* _DATA_:
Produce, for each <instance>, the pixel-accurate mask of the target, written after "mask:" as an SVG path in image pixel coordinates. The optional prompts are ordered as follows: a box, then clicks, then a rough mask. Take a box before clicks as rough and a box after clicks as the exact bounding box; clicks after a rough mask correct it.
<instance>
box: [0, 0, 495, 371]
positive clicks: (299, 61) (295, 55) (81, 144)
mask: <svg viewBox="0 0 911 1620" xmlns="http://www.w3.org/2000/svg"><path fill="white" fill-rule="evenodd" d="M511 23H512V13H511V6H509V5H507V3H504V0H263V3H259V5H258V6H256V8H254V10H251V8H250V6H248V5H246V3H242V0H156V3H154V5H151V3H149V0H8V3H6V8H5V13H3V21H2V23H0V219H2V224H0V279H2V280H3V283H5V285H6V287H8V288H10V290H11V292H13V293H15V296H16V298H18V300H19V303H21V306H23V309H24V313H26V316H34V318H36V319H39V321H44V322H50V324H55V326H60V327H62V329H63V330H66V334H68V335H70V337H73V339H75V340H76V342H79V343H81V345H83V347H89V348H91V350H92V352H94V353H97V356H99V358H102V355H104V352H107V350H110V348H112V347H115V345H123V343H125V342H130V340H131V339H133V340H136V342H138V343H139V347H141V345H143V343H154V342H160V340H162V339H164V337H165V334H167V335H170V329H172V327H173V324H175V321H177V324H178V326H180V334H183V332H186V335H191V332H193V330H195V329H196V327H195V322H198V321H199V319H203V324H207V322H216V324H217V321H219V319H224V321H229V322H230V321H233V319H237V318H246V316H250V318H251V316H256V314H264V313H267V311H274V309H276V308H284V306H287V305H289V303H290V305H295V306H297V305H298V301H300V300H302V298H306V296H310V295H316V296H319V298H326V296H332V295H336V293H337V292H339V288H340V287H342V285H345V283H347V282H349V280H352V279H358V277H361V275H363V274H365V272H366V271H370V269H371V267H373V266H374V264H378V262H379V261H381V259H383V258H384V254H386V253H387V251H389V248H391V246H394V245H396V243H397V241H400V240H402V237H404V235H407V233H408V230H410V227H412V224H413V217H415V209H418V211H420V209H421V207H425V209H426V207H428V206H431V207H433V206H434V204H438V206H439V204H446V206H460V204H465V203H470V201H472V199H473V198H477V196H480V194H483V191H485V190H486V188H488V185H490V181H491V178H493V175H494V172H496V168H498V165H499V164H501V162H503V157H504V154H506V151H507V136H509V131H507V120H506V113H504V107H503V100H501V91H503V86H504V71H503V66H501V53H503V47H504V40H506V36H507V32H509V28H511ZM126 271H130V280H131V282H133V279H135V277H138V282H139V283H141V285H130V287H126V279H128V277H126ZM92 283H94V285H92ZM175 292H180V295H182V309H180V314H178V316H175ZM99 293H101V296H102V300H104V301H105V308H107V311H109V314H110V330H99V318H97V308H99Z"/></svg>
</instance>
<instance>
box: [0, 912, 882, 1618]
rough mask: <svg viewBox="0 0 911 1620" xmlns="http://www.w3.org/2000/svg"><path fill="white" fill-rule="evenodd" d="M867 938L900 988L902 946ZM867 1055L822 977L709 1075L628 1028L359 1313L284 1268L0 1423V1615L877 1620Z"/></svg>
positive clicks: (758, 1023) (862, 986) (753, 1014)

* _THE PROBLEM_: Repeat the rows from the start through the line holding "box: [0, 0, 495, 371]", inclusive, replacing "rough mask" with "coarse mask" and leaving everything else unchanged.

* _RESULT FOR THIS EXERCISE_:
Produce, for each <instance>, the pixel-accurate mask of the target, written after "mask:" as an SVG path in image pixel coordinates. The optional prompts are ordered as follows: a box, then clicks, then a coarse mask. Take a box before clicks as rough and a box after clicks as the exact bounding box; clicks after a coarse mask correct it.
<instance>
box: [0, 0, 495, 371]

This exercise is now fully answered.